Wpisy do wykorzystania -
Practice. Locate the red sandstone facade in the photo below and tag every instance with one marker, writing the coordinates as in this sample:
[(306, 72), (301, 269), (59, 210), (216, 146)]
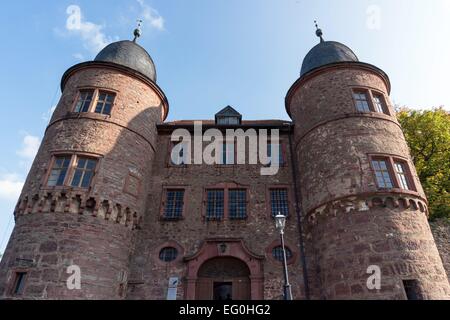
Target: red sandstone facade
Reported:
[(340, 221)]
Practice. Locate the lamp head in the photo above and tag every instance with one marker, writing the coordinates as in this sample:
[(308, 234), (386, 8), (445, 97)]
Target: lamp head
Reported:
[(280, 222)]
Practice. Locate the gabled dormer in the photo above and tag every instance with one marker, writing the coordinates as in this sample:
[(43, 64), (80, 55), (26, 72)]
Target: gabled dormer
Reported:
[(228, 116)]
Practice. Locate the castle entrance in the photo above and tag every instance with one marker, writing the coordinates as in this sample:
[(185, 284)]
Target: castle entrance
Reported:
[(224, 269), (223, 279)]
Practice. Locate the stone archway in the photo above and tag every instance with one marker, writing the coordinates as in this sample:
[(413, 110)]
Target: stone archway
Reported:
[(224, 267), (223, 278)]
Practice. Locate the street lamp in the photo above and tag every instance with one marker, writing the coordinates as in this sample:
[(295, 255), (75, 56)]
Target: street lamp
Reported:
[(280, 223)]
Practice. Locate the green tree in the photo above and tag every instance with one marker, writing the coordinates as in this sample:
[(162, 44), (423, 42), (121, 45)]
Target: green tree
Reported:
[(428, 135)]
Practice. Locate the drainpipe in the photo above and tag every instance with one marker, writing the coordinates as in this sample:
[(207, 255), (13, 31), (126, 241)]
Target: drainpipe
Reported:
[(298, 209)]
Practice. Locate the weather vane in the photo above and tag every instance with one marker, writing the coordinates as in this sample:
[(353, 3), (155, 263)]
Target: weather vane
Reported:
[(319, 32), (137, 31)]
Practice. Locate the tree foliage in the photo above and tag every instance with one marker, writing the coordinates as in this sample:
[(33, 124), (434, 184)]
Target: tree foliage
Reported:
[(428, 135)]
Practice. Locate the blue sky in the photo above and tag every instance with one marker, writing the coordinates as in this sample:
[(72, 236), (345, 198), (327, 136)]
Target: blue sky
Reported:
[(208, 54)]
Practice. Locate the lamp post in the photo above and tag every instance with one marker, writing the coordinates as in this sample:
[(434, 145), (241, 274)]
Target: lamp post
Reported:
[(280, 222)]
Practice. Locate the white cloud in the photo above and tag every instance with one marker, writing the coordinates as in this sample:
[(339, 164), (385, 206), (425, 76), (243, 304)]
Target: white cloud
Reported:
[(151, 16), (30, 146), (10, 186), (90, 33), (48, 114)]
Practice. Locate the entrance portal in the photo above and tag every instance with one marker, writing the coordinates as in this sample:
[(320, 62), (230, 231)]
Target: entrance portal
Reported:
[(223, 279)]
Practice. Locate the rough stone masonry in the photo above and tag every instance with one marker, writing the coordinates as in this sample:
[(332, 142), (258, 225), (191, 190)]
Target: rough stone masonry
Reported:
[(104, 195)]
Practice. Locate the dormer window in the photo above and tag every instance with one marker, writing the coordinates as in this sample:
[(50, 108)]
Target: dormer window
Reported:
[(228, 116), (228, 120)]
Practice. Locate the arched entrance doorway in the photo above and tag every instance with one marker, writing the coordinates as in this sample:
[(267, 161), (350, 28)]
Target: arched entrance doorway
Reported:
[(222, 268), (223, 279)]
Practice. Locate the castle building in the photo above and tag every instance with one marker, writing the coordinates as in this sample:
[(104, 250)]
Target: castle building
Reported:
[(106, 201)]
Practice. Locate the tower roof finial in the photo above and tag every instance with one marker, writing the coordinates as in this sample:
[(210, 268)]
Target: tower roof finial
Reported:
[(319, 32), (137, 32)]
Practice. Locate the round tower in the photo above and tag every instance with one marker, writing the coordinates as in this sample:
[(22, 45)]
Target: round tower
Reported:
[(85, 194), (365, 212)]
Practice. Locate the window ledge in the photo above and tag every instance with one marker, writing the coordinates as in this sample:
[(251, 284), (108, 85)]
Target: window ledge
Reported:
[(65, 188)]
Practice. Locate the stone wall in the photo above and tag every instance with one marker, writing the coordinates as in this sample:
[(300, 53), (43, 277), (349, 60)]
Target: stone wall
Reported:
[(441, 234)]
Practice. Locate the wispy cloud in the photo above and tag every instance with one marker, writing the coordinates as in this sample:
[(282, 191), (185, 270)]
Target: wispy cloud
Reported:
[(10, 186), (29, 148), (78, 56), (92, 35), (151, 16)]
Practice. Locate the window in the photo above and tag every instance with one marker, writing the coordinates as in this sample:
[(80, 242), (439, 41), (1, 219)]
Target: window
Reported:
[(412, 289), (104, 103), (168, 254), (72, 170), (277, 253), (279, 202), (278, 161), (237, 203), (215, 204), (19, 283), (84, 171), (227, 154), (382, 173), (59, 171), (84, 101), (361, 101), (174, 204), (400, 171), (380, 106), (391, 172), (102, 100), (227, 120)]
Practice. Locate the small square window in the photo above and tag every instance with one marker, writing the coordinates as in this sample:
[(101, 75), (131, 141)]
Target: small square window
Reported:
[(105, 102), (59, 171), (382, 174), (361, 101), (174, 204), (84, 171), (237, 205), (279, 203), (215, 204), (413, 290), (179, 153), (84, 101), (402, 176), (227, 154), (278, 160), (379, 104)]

Treść polecenia - Przepisz wszystkie wpisy, zmieniając nazwę „marker” na „pin” wszędzie, gdzie się pojawia, a resztę zostaw bez zmian. Obrazy pomiń w odpowiedzi.

Rozwiązanie zadania -
Practice. Locate the red sandstone facade in the photo below and tag every instance with one pin, writing the coordinates as in this sample:
[(306, 72), (301, 269), (59, 210), (216, 146)]
Target: red sandstone facade
Reported:
[(340, 221)]
Practice. Locate the lamp head in the photo above and tag every instance with one pin, writing the coordinates as in this sample:
[(308, 234), (386, 8), (445, 97)]
Target: lamp head
Reported:
[(280, 222)]
Practice. Locate the gabled dormer in the photo above and tag every instance with one pin, writing the coordinates as in this sample:
[(43, 64), (80, 55), (26, 72)]
Target: gabled dormer
Reported:
[(228, 116)]
Practice. Locate the castle entrance in the photo above and tag every instance with one pin, writing the coordinates as in this sample:
[(185, 284)]
Target: castle entrance
Reported:
[(224, 269), (223, 279)]
Practice. Locate the stone archway in the photo above and tag every instance with one pin, writing the coordinates as in this sample:
[(413, 110)]
Target: stone archway
Reported:
[(224, 267), (223, 278)]
Practice. Locate the street lamp in the photo above and tag every instance with one pin, writing the coordinates as in this sample:
[(295, 255), (75, 56)]
Target: street lamp
Reported:
[(280, 223)]
Practice. Locate the green tree in the photo above and tag every instance with one pin, writing the coordinates as in this sample:
[(162, 44), (423, 42), (121, 45)]
Target: green tree
Reported:
[(428, 135)]
Practice. Locate the drainpipe in the photo above and tag every instance with one pin, writing the coordinates as in this sample:
[(207, 255), (13, 31), (126, 241)]
Target: drainpipe
Reported:
[(298, 209)]
Practice. Locate the weather vane in the photo above and tag every instance with one pin, writing the coordinates as in this sample:
[(353, 3), (155, 263)]
Target: weather vane
Reported:
[(319, 32), (137, 31)]
Practice. Locate the tree foliage in the photo above and tag every instance with one pin, writing the coordinates as in this sample:
[(33, 124), (434, 184)]
Target: tree foliage
Reported:
[(428, 135)]
Practice. Locate the blue sky in the photo above and tag every instance with one pin, writing the coordinates as in this sample:
[(72, 236), (345, 198), (327, 136)]
Target: blue sky
Reported:
[(208, 54)]
Practice. Locate the lamp post in the photo above and tag every instance with one pin, writing the coordinates as in this sample:
[(434, 145), (241, 274)]
Target: lamp post
Reported:
[(280, 222)]
Practice. Locate the white cloud in the photo above and tag every instance with one pin, writing the coordinates as in this sample:
[(339, 164), (385, 206), (425, 76), (243, 304)]
Target: white cloud
Reported:
[(151, 16), (30, 146), (10, 186), (90, 33), (48, 114)]
Practice. Locate the entrance portal in the photo above and tag every instance with one pin, writing the coordinates as in this sample:
[(320, 62), (230, 231)]
Target: entrance portal
Reported:
[(223, 279)]
Practice. Locate the rough stone masonry in the photo above and tag every instance with one pin, writing the coordinates as in this sample:
[(332, 142), (258, 225), (191, 190)]
Target: rough stone masonry
Reported:
[(104, 195)]
Practice. Locate the dormer window in the photo above and tag every instance with one pin, writing the coordinates as in this sample:
[(50, 108)]
Target: dormer window
Reported:
[(228, 116), (228, 120)]
Practice. Locate the arched entrance doorway in the photo above and tag every instance with one pin, writing the coordinates as in this sample:
[(267, 161), (350, 28)]
Target: arched entrance doorway
Reported:
[(222, 268), (223, 279)]
Practice. Locate the castle building in the photo above and tag every instance with one pin, writing the coordinates as in this sample:
[(104, 250)]
Target: castle building
Reported:
[(106, 201)]
Practice. Locate the tower roof finial in the photo above and tag every instance with one pin, writing the coordinates as in this sample:
[(210, 268)]
Target: tower roof finial
Reported:
[(319, 32), (137, 32)]
Practice. Locate the round tower in the photo above and tag every instance with one pin, writing the coordinates as in this sample:
[(22, 45)]
Target: round tower
Reported:
[(85, 194), (365, 212)]
Practice. Locate the window ledge in the photo above and tag every instance with one pin, writing the coordinates as in this sample:
[(251, 284), (108, 85)]
Target: window ledge
Reported:
[(65, 188)]
Practice. Locate the stone wall in the photo above and tag every instance with one pin, writing the coordinates as in this sample:
[(300, 53), (43, 277), (349, 60)]
Target: stone wall
Reported:
[(441, 234)]
Practice. Locate the wispy cloud in the photo above and tag every instance with one pin, writing the coordinates as in this sample:
[(282, 191), (185, 270)]
Target: wispy cloud
Reported:
[(10, 186), (29, 148), (78, 56), (92, 35), (151, 16)]
Practice. Locate the window in the photo above and tag every instance with one pin, writing the coordinates as in this sample:
[(80, 242), (439, 41), (1, 219)]
Target: window
Reported:
[(412, 289), (104, 103), (168, 254), (72, 170), (277, 253), (279, 202), (278, 161), (237, 203), (215, 204), (19, 283), (84, 171), (227, 154), (382, 173), (59, 171), (84, 101), (361, 101), (174, 204), (400, 171), (380, 106), (391, 172), (102, 100), (227, 120)]
Practice. Locate the small square window in the photo above and tag every instance with one pin, writing the coordinates as in this sample:
[(101, 75), (131, 141)]
Target: small square window
Reported:
[(105, 102), (59, 171), (382, 174), (361, 101), (174, 204), (84, 171), (237, 205), (279, 203), (215, 204), (413, 290), (179, 153), (84, 101), (402, 176), (227, 154), (278, 160), (379, 104)]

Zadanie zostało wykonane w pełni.